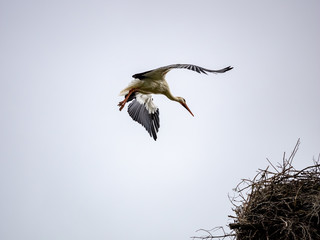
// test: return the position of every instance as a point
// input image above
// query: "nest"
(280, 204)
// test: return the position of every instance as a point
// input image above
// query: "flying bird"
(142, 109)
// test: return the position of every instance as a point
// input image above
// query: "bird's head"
(183, 102)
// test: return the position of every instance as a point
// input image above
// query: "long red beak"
(186, 107)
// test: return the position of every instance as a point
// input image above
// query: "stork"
(142, 109)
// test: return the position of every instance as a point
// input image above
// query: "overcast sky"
(73, 167)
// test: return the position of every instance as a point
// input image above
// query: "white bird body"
(142, 108)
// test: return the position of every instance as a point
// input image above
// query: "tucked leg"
(123, 103)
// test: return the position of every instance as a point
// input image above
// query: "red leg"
(123, 103)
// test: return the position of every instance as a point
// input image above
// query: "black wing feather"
(139, 113)
(165, 69)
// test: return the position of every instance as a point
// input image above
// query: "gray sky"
(73, 167)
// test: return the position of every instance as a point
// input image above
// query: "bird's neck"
(171, 97)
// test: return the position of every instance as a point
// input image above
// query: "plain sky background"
(73, 167)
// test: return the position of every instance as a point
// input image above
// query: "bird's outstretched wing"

================

• **Aim of the task**: Each entry above must be set down word for word; none of its pictures belong in the copy.

• **Exercise result**:
// test: return the position of every instance as a point
// input image above
// query: "nest"
(280, 204)
// test: return the position of every instance as a point
// input image above
// query: "flying bird"
(142, 109)
// test: return the position of every instance as a point
// input image above
// query: "bird's head"
(183, 102)
// test: return the position of every instance as a point
// input image above
// query: "long red beak"
(186, 107)
// test: return the position of every instance as a point
// input image above
// query: "stork"
(142, 109)
// test: return the position of every instance as a point
// input image above
// query: "overcast sky"
(73, 167)
// test: return the position of every instance as a point
// input image above
// query: "white bird body"
(142, 108)
// test: return the position of every instance as a point
// input image above
// query: "tucked leg"
(123, 103)
// test: return the position of every instance as a point
// input image above
// query: "red leg"
(123, 103)
// test: return the position of every instance as a point
// input image above
// query: "black wing feather"
(139, 113)
(165, 69)
// test: return the position of every instance as a point
// input image above
// query: "gray sky"
(73, 167)
// test: return the position of every instance as a point
// input image above
// query: "bird's neck"
(171, 97)
// test: return the position of every instance as a point
// input image above
// query: "plain sky background"
(73, 167)
// test: return the position of every instance as a point
// input image above
// query: "bird's outstretched wing"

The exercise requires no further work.